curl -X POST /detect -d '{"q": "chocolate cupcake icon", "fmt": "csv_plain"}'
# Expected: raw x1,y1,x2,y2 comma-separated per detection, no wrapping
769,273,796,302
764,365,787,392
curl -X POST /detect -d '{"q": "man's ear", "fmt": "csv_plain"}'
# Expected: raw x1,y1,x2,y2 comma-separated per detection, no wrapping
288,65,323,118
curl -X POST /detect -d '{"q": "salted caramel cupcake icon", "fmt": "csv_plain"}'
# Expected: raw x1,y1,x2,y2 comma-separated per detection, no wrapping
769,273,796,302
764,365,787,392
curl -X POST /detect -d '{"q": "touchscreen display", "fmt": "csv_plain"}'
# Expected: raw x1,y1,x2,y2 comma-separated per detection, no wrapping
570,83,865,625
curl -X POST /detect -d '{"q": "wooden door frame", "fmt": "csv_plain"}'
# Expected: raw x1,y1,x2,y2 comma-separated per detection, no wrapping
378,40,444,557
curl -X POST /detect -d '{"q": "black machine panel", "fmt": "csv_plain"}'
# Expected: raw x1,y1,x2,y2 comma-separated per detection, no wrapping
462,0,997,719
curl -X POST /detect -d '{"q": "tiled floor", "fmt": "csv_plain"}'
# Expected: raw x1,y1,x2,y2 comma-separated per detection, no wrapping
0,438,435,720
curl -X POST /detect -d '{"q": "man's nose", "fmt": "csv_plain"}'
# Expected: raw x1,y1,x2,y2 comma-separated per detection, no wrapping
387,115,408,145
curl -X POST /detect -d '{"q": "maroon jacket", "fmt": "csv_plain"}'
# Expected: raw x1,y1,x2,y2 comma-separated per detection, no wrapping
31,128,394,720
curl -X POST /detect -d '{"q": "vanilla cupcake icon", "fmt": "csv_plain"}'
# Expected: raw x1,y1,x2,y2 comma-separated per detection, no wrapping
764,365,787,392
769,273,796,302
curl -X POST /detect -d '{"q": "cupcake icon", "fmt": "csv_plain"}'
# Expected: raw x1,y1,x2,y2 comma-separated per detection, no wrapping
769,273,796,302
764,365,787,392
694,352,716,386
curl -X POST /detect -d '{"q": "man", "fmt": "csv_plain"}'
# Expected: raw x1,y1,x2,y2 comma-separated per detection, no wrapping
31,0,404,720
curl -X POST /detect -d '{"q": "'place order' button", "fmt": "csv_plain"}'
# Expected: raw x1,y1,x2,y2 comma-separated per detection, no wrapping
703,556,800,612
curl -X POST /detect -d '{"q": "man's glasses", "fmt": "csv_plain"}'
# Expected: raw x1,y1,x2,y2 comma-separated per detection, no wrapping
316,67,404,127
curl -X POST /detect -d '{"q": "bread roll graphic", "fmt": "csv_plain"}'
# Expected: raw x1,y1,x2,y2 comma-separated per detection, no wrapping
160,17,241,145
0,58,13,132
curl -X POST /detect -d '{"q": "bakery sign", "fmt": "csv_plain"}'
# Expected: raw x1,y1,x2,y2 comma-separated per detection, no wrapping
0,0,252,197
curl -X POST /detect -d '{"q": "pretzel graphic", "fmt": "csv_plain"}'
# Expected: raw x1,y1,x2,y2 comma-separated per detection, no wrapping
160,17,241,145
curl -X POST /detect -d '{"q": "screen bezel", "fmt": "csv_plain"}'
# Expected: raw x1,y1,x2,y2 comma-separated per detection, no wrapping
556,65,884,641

__Stated problem__: Set out the lines above as a numbered list, from the very first one down to the line containing "570,83,865,625", with both ends included and blank lines left out.

__Solution to this task__:
1. curl -X POST /detect -d '{"q": "chocolate cupcake icon", "fmt": "csv_plain"}'
2. # Expected: raw x1,y1,x2,y2 comma-separated per detection, no wrapping
3. 769,273,796,302
4. 764,365,787,392
5. curl -X POST /detect -d '{"q": "man's ear", "fmt": "csv_plain"}'
6. # Expected: raw x1,y1,x2,y2 comma-separated per detection, no wrapping
7. 288,65,323,118
8. curl -X POST /detect -d '{"q": "salted caramel cupcake icon", "fmt": "csv_plain"}'
9. # Expected: raw x1,y1,x2,y2 comma-separated per detection, no wrapping
10. 769,273,796,302
11. 764,365,787,392
12. curl -X POST /detect -d '{"q": "touchscreen display", "fmt": "csv_plain"}'
13. # Expected: raw x1,y1,x2,y2 comma-separated per detection, no wrapping
14. 570,83,865,625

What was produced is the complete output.